Segment Start: Given information
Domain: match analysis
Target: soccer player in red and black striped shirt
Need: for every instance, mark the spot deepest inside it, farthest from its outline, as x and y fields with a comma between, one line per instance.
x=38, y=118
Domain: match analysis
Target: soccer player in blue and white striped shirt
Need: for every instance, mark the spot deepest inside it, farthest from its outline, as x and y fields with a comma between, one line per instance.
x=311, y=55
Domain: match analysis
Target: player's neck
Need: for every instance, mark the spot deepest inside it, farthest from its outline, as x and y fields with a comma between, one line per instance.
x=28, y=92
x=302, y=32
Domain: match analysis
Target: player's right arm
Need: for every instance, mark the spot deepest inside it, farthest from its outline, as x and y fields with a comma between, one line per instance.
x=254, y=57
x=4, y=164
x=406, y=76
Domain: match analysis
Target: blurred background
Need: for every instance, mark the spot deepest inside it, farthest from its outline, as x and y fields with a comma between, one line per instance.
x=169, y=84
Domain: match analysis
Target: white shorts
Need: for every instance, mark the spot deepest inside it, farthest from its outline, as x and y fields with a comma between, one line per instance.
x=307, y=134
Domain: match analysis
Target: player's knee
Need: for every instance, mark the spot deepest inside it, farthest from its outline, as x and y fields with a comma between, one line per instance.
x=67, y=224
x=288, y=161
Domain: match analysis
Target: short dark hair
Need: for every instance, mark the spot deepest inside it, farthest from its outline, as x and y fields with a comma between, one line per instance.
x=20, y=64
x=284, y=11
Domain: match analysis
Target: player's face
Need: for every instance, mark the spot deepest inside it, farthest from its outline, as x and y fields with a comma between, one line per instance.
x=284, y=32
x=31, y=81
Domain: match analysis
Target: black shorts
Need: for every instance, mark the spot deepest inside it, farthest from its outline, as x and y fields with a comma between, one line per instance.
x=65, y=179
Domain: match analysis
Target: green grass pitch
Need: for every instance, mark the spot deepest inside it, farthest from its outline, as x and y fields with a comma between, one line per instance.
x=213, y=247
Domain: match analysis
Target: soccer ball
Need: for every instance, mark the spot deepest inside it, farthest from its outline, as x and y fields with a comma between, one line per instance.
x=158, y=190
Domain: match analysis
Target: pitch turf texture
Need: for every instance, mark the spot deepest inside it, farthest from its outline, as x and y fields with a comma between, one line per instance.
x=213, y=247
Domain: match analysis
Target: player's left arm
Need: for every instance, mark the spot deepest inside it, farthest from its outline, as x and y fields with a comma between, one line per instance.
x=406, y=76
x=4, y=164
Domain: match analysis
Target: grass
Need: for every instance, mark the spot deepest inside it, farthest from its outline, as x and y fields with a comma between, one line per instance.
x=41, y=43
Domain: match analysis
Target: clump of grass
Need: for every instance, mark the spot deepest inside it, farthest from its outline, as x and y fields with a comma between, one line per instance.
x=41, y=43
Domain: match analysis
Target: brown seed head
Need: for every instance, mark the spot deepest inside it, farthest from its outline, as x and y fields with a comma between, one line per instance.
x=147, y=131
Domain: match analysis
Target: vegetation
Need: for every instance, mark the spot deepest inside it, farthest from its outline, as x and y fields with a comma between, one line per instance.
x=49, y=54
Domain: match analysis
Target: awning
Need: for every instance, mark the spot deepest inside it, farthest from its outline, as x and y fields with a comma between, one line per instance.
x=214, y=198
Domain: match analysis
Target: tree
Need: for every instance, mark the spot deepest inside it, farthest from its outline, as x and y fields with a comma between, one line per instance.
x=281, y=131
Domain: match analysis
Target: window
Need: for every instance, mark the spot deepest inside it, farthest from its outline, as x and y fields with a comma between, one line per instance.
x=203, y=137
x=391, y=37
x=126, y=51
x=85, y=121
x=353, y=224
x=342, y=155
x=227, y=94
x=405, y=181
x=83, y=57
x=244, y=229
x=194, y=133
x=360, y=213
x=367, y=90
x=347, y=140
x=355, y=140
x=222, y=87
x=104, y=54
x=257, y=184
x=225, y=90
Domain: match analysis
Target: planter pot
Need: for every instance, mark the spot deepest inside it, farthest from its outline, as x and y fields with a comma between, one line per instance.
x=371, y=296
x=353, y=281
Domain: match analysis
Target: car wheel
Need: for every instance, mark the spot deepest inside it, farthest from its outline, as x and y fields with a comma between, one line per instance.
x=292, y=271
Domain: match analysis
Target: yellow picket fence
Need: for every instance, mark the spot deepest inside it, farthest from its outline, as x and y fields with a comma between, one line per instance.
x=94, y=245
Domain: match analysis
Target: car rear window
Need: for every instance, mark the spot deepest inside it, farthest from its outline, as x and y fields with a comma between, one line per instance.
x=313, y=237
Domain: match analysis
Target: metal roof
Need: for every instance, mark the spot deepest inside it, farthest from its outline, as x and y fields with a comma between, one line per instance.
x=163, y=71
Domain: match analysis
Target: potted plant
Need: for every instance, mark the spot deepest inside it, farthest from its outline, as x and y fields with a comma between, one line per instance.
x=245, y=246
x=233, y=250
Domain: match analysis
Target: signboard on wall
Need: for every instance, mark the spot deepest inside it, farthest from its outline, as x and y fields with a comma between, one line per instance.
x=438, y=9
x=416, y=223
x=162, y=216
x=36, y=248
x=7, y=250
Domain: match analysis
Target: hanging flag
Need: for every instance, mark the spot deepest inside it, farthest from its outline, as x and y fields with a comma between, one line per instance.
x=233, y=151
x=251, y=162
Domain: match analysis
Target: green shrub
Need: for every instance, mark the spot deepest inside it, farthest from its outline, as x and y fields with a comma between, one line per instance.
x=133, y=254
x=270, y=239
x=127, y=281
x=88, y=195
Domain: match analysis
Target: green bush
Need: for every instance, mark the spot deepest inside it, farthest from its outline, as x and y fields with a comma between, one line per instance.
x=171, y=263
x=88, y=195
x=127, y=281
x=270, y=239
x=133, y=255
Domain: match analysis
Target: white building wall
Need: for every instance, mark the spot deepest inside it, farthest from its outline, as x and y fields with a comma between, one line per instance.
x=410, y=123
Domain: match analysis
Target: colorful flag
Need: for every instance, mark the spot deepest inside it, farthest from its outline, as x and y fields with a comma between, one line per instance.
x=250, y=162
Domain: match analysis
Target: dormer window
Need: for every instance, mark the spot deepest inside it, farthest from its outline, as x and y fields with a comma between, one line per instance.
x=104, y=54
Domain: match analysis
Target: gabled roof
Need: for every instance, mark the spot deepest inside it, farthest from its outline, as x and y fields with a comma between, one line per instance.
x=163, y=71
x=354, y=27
Segment End: Given information
* What to produce: Quote the records above exactly, from the first line through the line containing "Target: green grass pitch", and nothing more.

* Written answer:
Domain: match analysis
Target: soccer player in red and black striped shirt
Need: for every instance, mark the spot deepest inside it, farthest from its outline, as x and y fields with a comma between, one line per instance.
x=38, y=118
Domain: match analysis
Target: soccer player in blue and white striped shirt
Need: for every instance, mark the spot deepest inside it, farthest from its outline, as x and y fields with a comma between, one line per instance.
x=311, y=55
Domain: match analysis
Target: player's neck
Need: for every instance, mark the spot deepest inside it, farthest from its outline, as x and y fields with a comma between, one line per instance.
x=28, y=92
x=302, y=32
Domain: match analysis
Target: player's right arm
Need: for every instance, mark the spot deepest inside it, farthest from its outline, as x and y fields with a comma between, one line per instance.
x=254, y=57
x=4, y=164
x=406, y=76
Domain: match analysis
Target: blurred background
Need: for every instance, mark the spot deepest inside it, farthest from its outline, as x and y fields with a comma between, one line per instance.
x=169, y=84
Domain: match analysis
Target: white shorts
Need: for every instance, mark the spot deepest inside it, farthest from its outline, as x and y fields with a comma between, one line per instance.
x=307, y=134
Domain: match analysis
Target: player's knee
Need: for every instance, mark the spot deepest inside it, farthest from its outline, as x and y fields with a comma between, one line per instance.
x=67, y=224
x=288, y=161
Domain: match analysis
Target: short dark hair
Need: for every instance, mark the spot deepest inside it, farthest from its outline, as x and y fields with a comma between, one line per instance.
x=20, y=64
x=284, y=11
Domain: match analysis
Target: player's face
Need: for every instance, mark the spot deepest inside it, farthest from its outline, as x and y fields with a comma between, one line per instance.
x=284, y=32
x=31, y=81
Domain: match analysis
Target: black shorts
Need: for every instance, mark the spot deepest inside it, farthest from its outline, as x and y fields with a comma between, one line per instance.
x=65, y=179
Domain: match analysis
Target: green grass pitch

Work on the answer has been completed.